▸ **WHAT YOU WILL DO**: Please copy the records from their first line through the line that contains "xmin=73 ymin=571 xmax=90 ymax=598", swapping "box_example" for "example_box" and leaving everything else unchanged.

A block of data
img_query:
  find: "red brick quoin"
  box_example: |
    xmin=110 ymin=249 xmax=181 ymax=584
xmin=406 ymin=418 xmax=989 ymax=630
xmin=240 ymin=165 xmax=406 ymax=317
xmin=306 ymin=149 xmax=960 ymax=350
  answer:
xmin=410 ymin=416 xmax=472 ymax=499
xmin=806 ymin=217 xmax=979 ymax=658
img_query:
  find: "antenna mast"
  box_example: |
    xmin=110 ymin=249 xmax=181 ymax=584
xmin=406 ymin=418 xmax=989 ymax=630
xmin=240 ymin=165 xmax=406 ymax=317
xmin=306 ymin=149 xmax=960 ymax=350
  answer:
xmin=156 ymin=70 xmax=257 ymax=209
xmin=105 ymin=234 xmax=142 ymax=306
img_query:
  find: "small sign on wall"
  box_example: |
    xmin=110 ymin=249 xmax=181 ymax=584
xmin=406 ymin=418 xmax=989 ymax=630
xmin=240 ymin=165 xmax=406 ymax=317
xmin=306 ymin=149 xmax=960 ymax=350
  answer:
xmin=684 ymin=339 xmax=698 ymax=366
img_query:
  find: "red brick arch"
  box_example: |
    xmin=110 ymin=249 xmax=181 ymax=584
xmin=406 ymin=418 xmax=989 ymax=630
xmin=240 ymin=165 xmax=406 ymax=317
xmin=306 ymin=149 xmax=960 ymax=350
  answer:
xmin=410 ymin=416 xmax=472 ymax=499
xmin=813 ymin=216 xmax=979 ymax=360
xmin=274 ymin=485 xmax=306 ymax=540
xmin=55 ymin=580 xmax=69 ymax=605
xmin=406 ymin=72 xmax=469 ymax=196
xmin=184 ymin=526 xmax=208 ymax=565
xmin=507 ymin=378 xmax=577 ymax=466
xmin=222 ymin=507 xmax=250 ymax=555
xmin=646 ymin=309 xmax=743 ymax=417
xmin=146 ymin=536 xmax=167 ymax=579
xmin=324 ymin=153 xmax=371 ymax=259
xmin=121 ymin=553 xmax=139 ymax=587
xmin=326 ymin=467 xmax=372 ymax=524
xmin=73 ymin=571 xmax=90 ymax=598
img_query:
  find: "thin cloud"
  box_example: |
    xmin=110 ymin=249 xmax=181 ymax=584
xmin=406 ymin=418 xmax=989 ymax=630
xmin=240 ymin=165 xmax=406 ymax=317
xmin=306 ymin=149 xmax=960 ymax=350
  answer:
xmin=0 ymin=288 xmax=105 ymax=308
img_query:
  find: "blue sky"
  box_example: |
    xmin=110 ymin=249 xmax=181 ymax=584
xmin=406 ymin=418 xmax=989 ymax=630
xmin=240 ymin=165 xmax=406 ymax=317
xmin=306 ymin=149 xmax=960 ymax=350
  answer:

▸ **WRITTEN ANSWER**:
img_query:
  find: "red brick quoin"
  example_box: |
    xmin=110 ymin=249 xmax=181 ymax=584
xmin=406 ymin=418 xmax=989 ymax=630
xmin=240 ymin=165 xmax=406 ymax=317
xmin=306 ymin=149 xmax=960 ymax=350
  answer:
xmin=410 ymin=416 xmax=472 ymax=499
xmin=806 ymin=217 xmax=979 ymax=658
img_query:
  find: "antenna mast"
  example_box: |
    xmin=110 ymin=249 xmax=181 ymax=584
xmin=406 ymin=418 xmax=989 ymax=630
xmin=240 ymin=165 xmax=406 ymax=317
xmin=306 ymin=149 xmax=960 ymax=350
  answer:
xmin=156 ymin=70 xmax=257 ymax=209
xmin=105 ymin=234 xmax=142 ymax=306
img_query:
  find: "small sign on wall"
  example_box: |
    xmin=110 ymin=249 xmax=181 ymax=584
xmin=406 ymin=418 xmax=989 ymax=630
xmin=240 ymin=165 xmax=406 ymax=317
xmin=306 ymin=149 xmax=960 ymax=350
  answer:
xmin=684 ymin=339 xmax=698 ymax=366
img_query:
  find: "red brick arch"
  example_box: |
    xmin=110 ymin=249 xmax=181 ymax=584
xmin=406 ymin=418 xmax=989 ymax=630
xmin=240 ymin=165 xmax=406 ymax=317
xmin=306 ymin=149 xmax=960 ymax=350
  answer:
xmin=410 ymin=416 xmax=472 ymax=499
xmin=813 ymin=216 xmax=979 ymax=360
xmin=274 ymin=485 xmax=306 ymax=540
xmin=55 ymin=580 xmax=69 ymax=605
xmin=406 ymin=72 xmax=469 ymax=196
xmin=184 ymin=526 xmax=208 ymax=565
xmin=507 ymin=378 xmax=577 ymax=466
xmin=222 ymin=507 xmax=250 ymax=555
xmin=646 ymin=309 xmax=743 ymax=417
xmin=146 ymin=536 xmax=167 ymax=579
xmin=324 ymin=153 xmax=371 ymax=259
xmin=121 ymin=553 xmax=139 ymax=587
xmin=326 ymin=467 xmax=372 ymax=524
xmin=73 ymin=571 xmax=90 ymax=598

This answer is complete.